+++ DATA

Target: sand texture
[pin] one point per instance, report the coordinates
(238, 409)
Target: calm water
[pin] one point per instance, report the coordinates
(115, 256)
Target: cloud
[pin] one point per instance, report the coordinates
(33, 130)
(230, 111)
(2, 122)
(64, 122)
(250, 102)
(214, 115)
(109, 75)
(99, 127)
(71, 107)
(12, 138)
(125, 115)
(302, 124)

++++++

• WORK REQUIRED:
Tally the lines in the records above that contain the word "Target", and give only that number.

• OUTPUT:
3